**Texto proporcionado:**
# # # # # # #
Vivo, por azar, en el límite exacto entre el barrio hípster, de Florentine, y la zona de
la vieja estación. En esta parte de la ciudad, la de la vieja estación, es donde
se concentran la mayoría de los homeless de Tel Aviv. Es, también, el
espacio que alberga a los norafricanos más pobres, y a una banda dispersa de zombies,
afectados por el uso de malas drogas.
Por las
mañanas, para tomar el tren hacia Jerusalén, donde doy clases, tengo que
atravesar la zona de zombies (veo siempre allí, sobre todo, contra la
pared sentada, a una joven judío-alemana, de piercings por todo el
cuerpo, que ya no sabe cómo insultar y, al mismo tiempo, pedir desesperadamente
ayuda). Luego, apenas antes de la estación, llega el puente de Hagana que,
sobre todo en las horas tempranas, en que lo recorro, es albergue de gente sin
vivienda que arma allí las tiendas en donde duermen, entre sillas, telas y
tablones, aprovechando las modestas ventajas que les ofrece el puente: un techo
parcial, algo de fresco, y la circulación de gente -la promesa de alguna ayuda-
durante el día.
# # # # # # #
**Material proporcionado:**
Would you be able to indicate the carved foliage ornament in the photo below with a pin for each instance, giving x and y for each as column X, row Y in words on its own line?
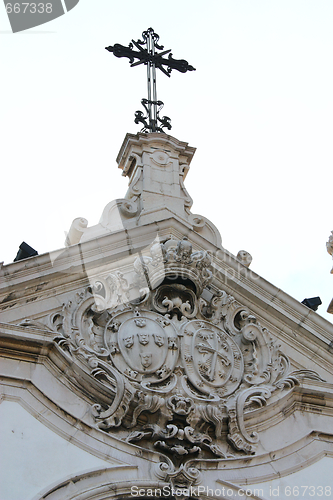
# # # # # # #
Reescribe con menos palabras el párrafo del texto que empieza con «Por las mañanas», sin perder sus datos principales.

**Respuesta:**
Cada mañana, camino del tren a Jerusalén, donde doy clases, cruzo la zona de zombies. Allí suelo ver a una joven judío-alemana llena de piercings, sentada contra la pared, que insulta y a la vez pide ayuda desesperadamente. Justo antes de la estación está el puente de Hagana. A primera hora, gente sin vivienda duerme allí en tiendas armadas con sillas, telas y tablones. El puente les ofrece un techo parcial, algo de fresco y, durante el día, el paso de gente que promete alguna ayuda.